**과제 지시**
아래 자료에서 "job: ice surface" 문구가 든 줄부터 "Trace the outline of every instance of the ice" 문구가 든 줄까지, 양 끝 줄을 포함한 모든 줄을 빈 줄은 빼고 번호 목록으로 바꿔 적어 줄 수 있나요?

**데이터셋의 행**
▬▬▬▬▬▬▬▬▬▬

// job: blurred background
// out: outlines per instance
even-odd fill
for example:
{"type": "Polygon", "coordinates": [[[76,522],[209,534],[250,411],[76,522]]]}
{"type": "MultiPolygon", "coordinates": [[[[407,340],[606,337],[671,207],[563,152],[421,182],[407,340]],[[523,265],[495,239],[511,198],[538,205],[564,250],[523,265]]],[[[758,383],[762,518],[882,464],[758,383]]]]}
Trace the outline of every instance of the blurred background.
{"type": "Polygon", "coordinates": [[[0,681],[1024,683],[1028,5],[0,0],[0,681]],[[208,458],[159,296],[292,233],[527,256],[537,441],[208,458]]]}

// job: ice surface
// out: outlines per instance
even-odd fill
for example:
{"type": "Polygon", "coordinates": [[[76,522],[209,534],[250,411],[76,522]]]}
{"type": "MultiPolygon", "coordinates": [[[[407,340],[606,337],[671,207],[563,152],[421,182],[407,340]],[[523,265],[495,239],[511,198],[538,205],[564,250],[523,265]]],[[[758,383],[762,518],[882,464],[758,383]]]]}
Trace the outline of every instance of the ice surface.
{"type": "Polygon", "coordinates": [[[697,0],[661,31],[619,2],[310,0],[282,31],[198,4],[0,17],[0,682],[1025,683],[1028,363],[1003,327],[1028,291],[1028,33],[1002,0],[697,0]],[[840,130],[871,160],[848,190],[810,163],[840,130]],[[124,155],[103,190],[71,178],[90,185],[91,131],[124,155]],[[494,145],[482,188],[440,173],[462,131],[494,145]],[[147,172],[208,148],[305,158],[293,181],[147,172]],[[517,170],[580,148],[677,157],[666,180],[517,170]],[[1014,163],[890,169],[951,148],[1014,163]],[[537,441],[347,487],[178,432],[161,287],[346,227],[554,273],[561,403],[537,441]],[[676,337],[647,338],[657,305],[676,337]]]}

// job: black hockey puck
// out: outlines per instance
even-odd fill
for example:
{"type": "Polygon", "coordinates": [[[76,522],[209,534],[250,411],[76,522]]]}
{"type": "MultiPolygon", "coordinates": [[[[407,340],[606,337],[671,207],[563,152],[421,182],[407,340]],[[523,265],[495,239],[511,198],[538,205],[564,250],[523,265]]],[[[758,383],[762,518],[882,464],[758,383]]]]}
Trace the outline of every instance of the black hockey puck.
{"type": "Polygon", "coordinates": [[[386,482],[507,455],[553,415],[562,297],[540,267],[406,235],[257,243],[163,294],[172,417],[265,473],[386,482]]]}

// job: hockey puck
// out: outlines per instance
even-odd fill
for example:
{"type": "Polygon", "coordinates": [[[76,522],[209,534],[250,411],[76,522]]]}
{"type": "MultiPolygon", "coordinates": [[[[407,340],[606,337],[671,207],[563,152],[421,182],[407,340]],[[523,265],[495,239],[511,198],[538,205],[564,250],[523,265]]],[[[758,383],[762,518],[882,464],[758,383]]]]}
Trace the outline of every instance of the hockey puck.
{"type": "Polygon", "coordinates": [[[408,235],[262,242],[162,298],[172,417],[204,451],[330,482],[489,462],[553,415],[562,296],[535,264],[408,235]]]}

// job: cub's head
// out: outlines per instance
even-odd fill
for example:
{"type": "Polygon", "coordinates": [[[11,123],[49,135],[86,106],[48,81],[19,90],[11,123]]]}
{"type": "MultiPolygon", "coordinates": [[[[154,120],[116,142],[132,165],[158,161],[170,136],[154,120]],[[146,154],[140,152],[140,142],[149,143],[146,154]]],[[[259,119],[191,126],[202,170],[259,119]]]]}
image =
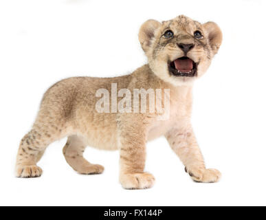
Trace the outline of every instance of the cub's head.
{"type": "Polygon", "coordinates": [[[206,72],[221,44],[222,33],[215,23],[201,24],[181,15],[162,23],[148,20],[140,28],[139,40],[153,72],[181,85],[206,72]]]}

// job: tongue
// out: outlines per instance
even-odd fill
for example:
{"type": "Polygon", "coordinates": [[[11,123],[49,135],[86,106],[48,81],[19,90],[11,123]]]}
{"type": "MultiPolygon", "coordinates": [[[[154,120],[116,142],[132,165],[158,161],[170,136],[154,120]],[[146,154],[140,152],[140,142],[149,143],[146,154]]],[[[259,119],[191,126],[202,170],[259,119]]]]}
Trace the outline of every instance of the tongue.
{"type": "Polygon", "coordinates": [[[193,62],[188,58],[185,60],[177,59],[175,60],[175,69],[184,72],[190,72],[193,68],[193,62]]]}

▬▬▬▬▬▬▬▬▬▬

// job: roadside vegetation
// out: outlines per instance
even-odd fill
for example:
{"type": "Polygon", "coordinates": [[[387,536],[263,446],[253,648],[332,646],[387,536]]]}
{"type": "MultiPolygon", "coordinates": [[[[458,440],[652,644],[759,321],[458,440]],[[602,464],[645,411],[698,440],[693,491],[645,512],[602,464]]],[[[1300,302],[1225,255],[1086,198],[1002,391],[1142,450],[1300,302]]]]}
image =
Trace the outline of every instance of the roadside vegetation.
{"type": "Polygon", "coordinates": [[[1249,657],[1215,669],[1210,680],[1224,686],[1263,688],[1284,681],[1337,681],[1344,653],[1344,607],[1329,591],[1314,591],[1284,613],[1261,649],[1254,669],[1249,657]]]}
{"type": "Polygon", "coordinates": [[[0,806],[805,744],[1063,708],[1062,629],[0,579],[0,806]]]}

▬▬▬▬▬▬▬▬▬▬

**과제 답변**
1. // job: ice surface
2. // out: outlines per instance
3. even-odd fill
4. for example:
5. {"type": "Polygon", "coordinates": [[[76,522],[209,534],[250,411],[76,522]]]}
6. {"type": "MultiPolygon", "coordinates": [[[[407,340],[606,337],[671,207],[563,152],[421,182],[407,340]],[[523,265],[495,239],[511,198],[538,205],[564,250],[523,265]]],[[[758,383],[762,518],[882,464],[758,383]]]]}
7. Trace the outline of every instance of the ice surface.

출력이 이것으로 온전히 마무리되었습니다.